Rewrite only the part of the data below that opens with the line containing "Locate the electrical" and runs through the end of the data, requests included. Multiply every coordinate in the answers by 1.4 and round to the nearest whole number, with halves rounding up.

* Start Input records *

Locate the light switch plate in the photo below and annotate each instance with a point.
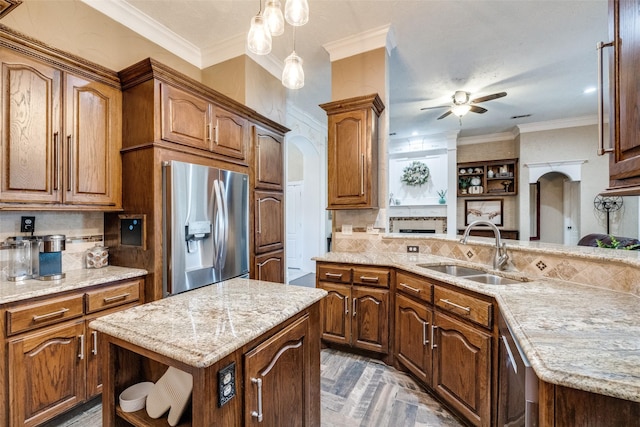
(226, 384)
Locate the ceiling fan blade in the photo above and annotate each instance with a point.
(433, 108)
(444, 115)
(489, 97)
(477, 109)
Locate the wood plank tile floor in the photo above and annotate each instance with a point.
(355, 391)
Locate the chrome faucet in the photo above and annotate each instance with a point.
(501, 257)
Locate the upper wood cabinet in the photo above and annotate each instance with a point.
(48, 163)
(353, 152)
(624, 115)
(268, 159)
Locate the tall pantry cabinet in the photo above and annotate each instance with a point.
(169, 116)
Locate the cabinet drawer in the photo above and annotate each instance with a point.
(112, 296)
(333, 273)
(371, 277)
(415, 286)
(466, 306)
(32, 316)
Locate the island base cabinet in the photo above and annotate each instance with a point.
(462, 368)
(275, 386)
(46, 373)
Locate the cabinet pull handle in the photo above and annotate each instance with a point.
(510, 354)
(404, 285)
(601, 149)
(56, 154)
(69, 159)
(109, 300)
(433, 337)
(453, 304)
(425, 340)
(362, 175)
(333, 275)
(258, 414)
(81, 353)
(94, 350)
(48, 316)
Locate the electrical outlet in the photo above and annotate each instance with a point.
(28, 224)
(226, 384)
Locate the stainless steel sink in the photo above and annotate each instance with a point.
(453, 270)
(492, 279)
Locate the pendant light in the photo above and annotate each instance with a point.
(293, 74)
(296, 12)
(274, 18)
(259, 37)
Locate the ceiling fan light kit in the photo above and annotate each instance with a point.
(271, 23)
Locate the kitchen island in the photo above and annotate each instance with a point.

* End Input records *

## Written answer
Locate the electrical outlet in the photo above and annotate each instance with a point.
(39, 314)
(316, 538)
Locate the stainless steel sink in the photo above and annotate each instance with a point.
(634, 378)
(689, 391)
Locate the pendant light in the photo above and annotate each instance with a point.
(410, 104)
(414, 17)
(384, 25)
(363, 52)
Locate the ceiling fan light kit in the photo above and annotate each instance with a point.
(379, 32)
Locate the kitchen island in the photo above and annotate each instance with a point.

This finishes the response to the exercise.